* **Task 1**
Which lines of the listing contain the word "every"? Pick out each one and copy it in full.

* **Article**

Minutes from 754R meeting 16 May 2001

David Hough

The fifth meeting of the IEEE 754R revision group was held Wednesday 16 May 2001 at 3:00 pm at University of California Berkeley Soda Hall, Bob Davis chair. Attending were David Bindel, Joe Darcy, Bob Davis, Jim Demmel, David Hough, W Kahan, Ren-Cang Li, Alex Liu, Peter Markstein, Michael Parks, Tom Pittman, Jason Riedy, David Scott, Jim Thomas, Neil Toda, Dan Zuras.

A mailing list has been established for this work. Send a message "subscribe stds-754" to majordomo@ieee.org to join. Knowledgeable persons with a desire to contribute positively toward a substantially upward-compatible revision are encouraged to subscribe and participate.

The next meeting is scheduled for Wednesday June 20, 1-5 PM, Network Appliance Building 2, Craftsman conference room. The next meeting after that might be a Thursday afternoon in August at Berkeley.

The draft minutes of the previous meeting were approved.

ARITH conference, June 11-13, Vail CO - Hough has proposed a workshop discussion on 754R goals and progress, and asked for volunteers to attend the conference and present positions on some aspect of the deliberations. Travel freeze panic has gripped the industry as a whole, but even so Michael Parks and Ren-Cang Li are planning to attend, though not willing yet to commit to speaking. Kahan offered to provide a written position but won't be there to present it (this is an opportunity for a student). Paul Zimmermann volunteered subsequently by email to participate in the area of transcendental function standardization.

* **Task 2**
Who is named in the paragraph of the meeting minutes that begins "ARITH conference"?

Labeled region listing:
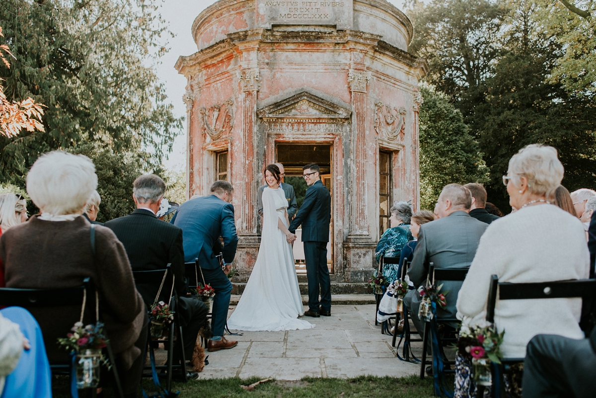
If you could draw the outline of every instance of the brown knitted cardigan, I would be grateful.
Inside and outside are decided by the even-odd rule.
[[[45,221],[36,216],[7,230],[0,237],[6,286],[72,287],[90,278],[99,293],[100,312],[112,349],[125,363],[132,365],[141,353],[134,344],[143,327],[145,304],[135,288],[122,244],[109,228],[97,225],[94,260],[90,229],[91,223],[84,217],[73,221]],[[95,322],[94,297],[88,297],[86,307],[85,324]],[[44,330],[48,358],[64,359],[55,338],[66,337],[79,321],[80,307],[39,309],[31,312]]]

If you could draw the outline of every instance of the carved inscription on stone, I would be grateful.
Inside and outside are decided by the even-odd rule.
[[[374,104],[374,129],[379,135],[387,139],[395,139],[399,136],[403,139],[405,135],[406,110],[386,105],[380,101]]]
[[[274,133],[341,133],[342,125],[299,122],[268,123],[267,130]]]
[[[338,29],[352,28],[352,0],[257,0],[257,20],[261,27],[274,24],[336,25]]]
[[[217,139],[225,132],[229,133],[234,127],[234,101],[228,100],[222,105],[216,104],[209,110],[201,108],[203,128],[213,140]]]

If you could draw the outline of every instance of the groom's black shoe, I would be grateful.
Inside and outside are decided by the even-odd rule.
[[[319,318],[321,315],[319,315],[318,312],[315,312],[312,310],[308,310],[305,311],[304,313],[305,316],[312,316],[312,318]]]

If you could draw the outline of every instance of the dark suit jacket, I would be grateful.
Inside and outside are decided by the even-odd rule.
[[[215,195],[196,198],[180,205],[170,222],[182,228],[185,261],[198,258],[202,268],[216,269],[220,252],[226,264],[234,261],[238,235],[231,204]],[[223,247],[219,237],[224,238]]]
[[[328,242],[331,197],[321,181],[308,187],[302,206],[288,229],[292,234],[302,225],[303,242]]]
[[[486,209],[484,208],[478,208],[474,209],[473,210],[470,210],[469,214],[470,217],[475,218],[479,221],[485,222],[487,224],[490,224],[495,220],[498,220],[501,218],[498,216],[491,214],[486,211]]]
[[[259,196],[257,198],[257,212],[259,215],[263,216],[263,190],[267,185],[263,185],[259,188]],[[291,220],[294,214],[298,210],[298,204],[296,203],[296,194],[294,192],[294,187],[285,182],[281,183],[281,189],[284,190],[285,199],[288,201],[288,217]]]
[[[435,268],[469,268],[488,224],[472,218],[465,212],[454,212],[447,217],[420,226],[418,244],[408,276],[417,288],[426,282],[430,263]],[[438,286],[440,281],[436,281]],[[446,281],[441,291],[446,296],[446,313],[441,316],[455,318],[455,304],[461,282]],[[420,295],[418,295],[420,296]]]
[[[110,220],[105,226],[111,229],[124,245],[132,270],[165,269],[171,264],[176,291],[179,296],[186,295],[182,231],[180,228],[162,221],[144,209],[137,209],[128,216]],[[164,285],[159,297],[166,303],[172,290],[171,280],[170,284]],[[148,307],[153,305],[159,289],[159,284],[136,284],[136,290]]]

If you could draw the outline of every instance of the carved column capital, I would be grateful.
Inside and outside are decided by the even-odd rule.
[[[420,89],[418,87],[414,87],[412,95],[414,101],[412,108],[414,112],[418,112],[420,110],[420,105],[424,103],[424,98],[423,98]]]
[[[367,83],[371,79],[371,74],[356,70],[350,70],[347,73],[347,82],[352,92],[366,92]]]
[[[242,85],[243,91],[258,91],[260,88],[260,77],[258,69],[238,72],[238,79]]]
[[[194,102],[194,93],[191,90],[187,90],[182,95],[182,101],[187,105],[187,111],[188,112],[193,108],[193,102]]]

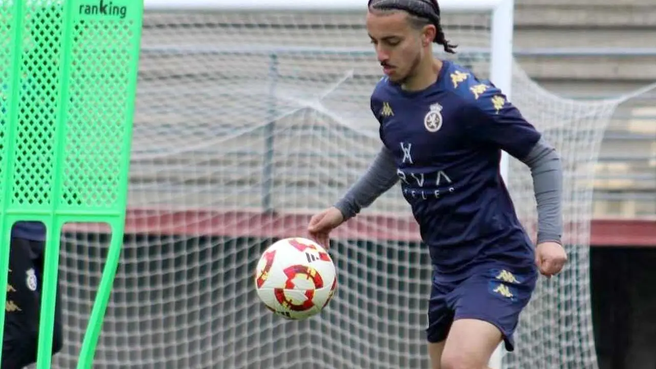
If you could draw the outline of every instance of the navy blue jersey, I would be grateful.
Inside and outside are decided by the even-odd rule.
[[[523,158],[541,135],[499,89],[444,61],[420,91],[383,78],[371,110],[438,273],[462,274],[491,259],[532,266],[499,163],[501,150]]]

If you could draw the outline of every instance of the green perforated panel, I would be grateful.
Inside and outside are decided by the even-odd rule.
[[[138,0],[0,0],[0,270],[14,223],[43,222],[41,332],[52,329],[62,227],[112,228],[79,368],[91,366],[120,255],[142,12]],[[39,369],[51,346],[40,334]]]

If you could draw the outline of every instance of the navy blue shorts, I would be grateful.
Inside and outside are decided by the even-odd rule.
[[[537,268],[513,269],[498,265],[477,268],[477,272],[454,283],[433,279],[428,303],[429,342],[447,338],[451,323],[463,318],[479,319],[494,324],[503,336],[506,349],[514,349],[513,333],[520,313],[535,289]]]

* **Complete response 1**
If you could draw the outline of every instance of the brown knitted cardigan, I would be grateful.
If you could draw the outline of every instance of the carved inscription on stone, I would be grateful.
If you could draw the outline of every instance of the groom's black shoe, I would be grateful.
If you could draw the outline of every instance of the dark suit jacket, I would be grateful.
If you could draw the outline of every instance of the carved column capital, I would be grateful.
If you could draw the outline of every instance of the navy blue jersey, I would be grateful.
If you could draw the outline of every instance of the green perforated panel, I would be grateful.
If you could draw the outline of every instance of the navy blue shorts, I would be grateful.

* **Complete response 2**
Hough, Michael Parks, Ren-Cang Li, Kahan, and Paul Zimmermann.